— Trecho da página —
____________________
Comparando 15 anos de evolução, de 2004 a 2019, o crescimento de cursos de Fisioterapia na América Latina teve formas distintas entre os países. Os países com maior número de cursos em funcionamento eram em 2004: Brasil (298), Colômbia (25), Argentina (15) e Chile (13), os demais não ultrapassavam cinco cursos. Em 15 anos, entretanto, o crescimento se deu da seguinte forma: Brasil (908), Chile (95), Argentina (47) e Colômbia (42), os demais não passaram de 17. Nos dados de 2019 incluímos o México com oferta de 51 cursos.

Analisando os dados tivemos um crescimento na oferta de cursos de 630% no Chile, 213% na Argentina, 204% no Brasil e 68% na Colômbia, países com maior oferta na América Latina.

Outro dado que chama a atenção é relação entre a oferta por instituições privadas e públicas, sendo: Brasil (dos 908, 854 são privados – 94%), Chile (dos 95, 77 são privados – 81%), México (dos 51, 50 são privados – 98%), Argentina (dos 47, 31 são privados - 66%) e Colômbia (dos 42, 35 são privados – 83%).

No Brasil, o Ministério da Educação utiliza indicadores de avaliação dos cursos de graduação entre eles destaca-se o índice Conceito do Curso e o ENADE (Exame Nacional de Avaliação do Desempenho de Estudantes).

Nos dados de Conceito de Curso de 2019, temos avaliados 644 cursos, dos 908 ofertados (nem todos os cursos foram avaliados devido ao tempo de oferta). Dos 644 cursos, 602 tem notas 4 ou 3 em uma escala que vai de 1 a 5 pontos. Apenas 37 cursos (5,7%) do total obtiveram nota 5, destes 09 são de instituições públicas (26,5% das públicas) e 28 de privadas (4,6% das privadas).
____________________
— Dados apresentados —
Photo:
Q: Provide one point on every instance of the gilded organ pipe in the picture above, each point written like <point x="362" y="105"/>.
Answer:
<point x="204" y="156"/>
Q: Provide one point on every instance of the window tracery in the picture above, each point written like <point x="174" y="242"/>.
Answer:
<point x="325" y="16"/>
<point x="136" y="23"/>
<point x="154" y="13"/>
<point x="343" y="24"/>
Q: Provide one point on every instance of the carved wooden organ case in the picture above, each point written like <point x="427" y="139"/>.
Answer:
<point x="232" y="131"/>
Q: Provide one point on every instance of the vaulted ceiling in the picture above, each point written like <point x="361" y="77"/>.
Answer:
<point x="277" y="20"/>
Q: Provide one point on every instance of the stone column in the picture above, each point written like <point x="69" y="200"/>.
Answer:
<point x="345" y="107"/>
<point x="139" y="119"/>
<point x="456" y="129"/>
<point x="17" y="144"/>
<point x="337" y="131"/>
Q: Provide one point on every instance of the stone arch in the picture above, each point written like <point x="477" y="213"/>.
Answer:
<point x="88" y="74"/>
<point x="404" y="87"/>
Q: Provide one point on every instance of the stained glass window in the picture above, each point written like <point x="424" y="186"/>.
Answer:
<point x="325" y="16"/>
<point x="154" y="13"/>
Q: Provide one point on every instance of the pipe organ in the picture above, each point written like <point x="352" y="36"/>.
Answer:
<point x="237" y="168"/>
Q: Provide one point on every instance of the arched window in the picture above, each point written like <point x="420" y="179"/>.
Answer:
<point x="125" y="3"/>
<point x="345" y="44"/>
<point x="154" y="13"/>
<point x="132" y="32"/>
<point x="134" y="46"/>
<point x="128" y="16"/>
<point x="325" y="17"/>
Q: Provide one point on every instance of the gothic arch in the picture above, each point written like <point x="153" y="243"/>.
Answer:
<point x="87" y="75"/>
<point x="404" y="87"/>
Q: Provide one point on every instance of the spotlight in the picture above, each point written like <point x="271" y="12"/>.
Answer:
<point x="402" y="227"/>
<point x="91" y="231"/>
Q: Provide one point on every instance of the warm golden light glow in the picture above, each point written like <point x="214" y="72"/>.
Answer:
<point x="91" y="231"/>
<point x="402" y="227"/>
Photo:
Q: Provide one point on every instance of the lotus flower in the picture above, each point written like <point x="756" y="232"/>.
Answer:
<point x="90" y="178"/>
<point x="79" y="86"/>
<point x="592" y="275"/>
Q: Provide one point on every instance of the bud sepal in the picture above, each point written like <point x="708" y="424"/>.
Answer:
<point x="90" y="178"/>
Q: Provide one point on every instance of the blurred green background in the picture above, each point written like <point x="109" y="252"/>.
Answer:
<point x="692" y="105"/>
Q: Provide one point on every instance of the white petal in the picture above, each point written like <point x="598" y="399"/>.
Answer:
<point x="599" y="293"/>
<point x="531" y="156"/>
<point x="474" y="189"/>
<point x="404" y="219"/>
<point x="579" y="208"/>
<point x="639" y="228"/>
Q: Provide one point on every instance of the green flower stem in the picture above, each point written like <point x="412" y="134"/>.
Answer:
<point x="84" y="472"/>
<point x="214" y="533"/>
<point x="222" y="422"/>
____________________
— Lista de atividades —
1/ Liste todos os países mencionados pelo nome no texto sobre os cursos de Fisioterapia na América Latina.
2/ Escreva a continuação do texto sobre os cursos de Fisioterapia na América Latina, a partir da última frase apresentada.

— Resultados —
1/ Brasil, Colômbia, Argentina, Chile e México.

2/
Resumindo, no conceito do curso (2019), 5,7% dos cursos avaliados tem nota 5 e 49,7% dos cursos avaliados tem nota 4, sendo que 82,4% dos públicos tem nota 4 ou 5 e apenas 54% dos privados.

No ENADE (2016), tivemos no último exame de 2016, alunos egressos de 463 cursos que foram avaliados. Também em uma escala de 1 a 5 pontos, 45,8% do total de cursos tiveram nota 3, apenas 6,7% tiveram nota 5; 74,1% dos cursos tiveram notas 3 e 4, sendo que 72,4% dos cursos públicos tiveram notas 4 ou 5 e apenas 29,6% dos privados.

Neste panorama ainda temos cenários diferentes de atuação docente onde nas instituições públicas os docentes fazem concurso específico para suas áreas de atuação e atuam em ensino, pesquisa e extensão; fato que raramente é realizado nas instituições privadas, no que se refere à produção de conhecimento. Nas instituições privadas ainda o docente é responsável por mais de uma disciplina e nem sempre com especialização e experiência na área de conhecimento.

A Fisioterapia, como ciência, avançou muito nos últimos anos em número de publicações em revistas de alto impacto, no número de profissionais titulados e no número de cursos de pós-graduação strictu senso. Mas observamos que essa produção científica não tem impactado na melhora da formação e do conhecimento adquirido na graduação.

Será que os pesquisadores, pensadores do Olimpo, se distanciaram demais da massa? Como impactar nesse número tão crescente de profissionais se graduando pela América Latina?

Será que pesquisadores brasileiros estão preocupados em solucionar as questões de nosso país com as características e recursos que temos?

Será que com o esforço em se manter revistas e publicações nacionais estamos publicando conhecimento para nossa população de profissionais, que muitos nem o hábito de ler têm, quem dirá em revistas internacionais e em outras línguas?

O mito da caixa de Pandora, voltando à mitologia grega, quer significar que ao homem imprudente são atribuídos os males humanos como consequência da sua falta de conhecimento. Também é curioso observar como o homem depende de sua própria inteligência para não ficar nas mãos do destino, das intempéries e dos próprios humanos.

Estamos abrindo a caixa de Pandora da formação em Fisioterapia? Estamos sendo imprudentes no processo de formação profissional?

Através de um “clique”, um “download”, nosso “password” nos levará onde?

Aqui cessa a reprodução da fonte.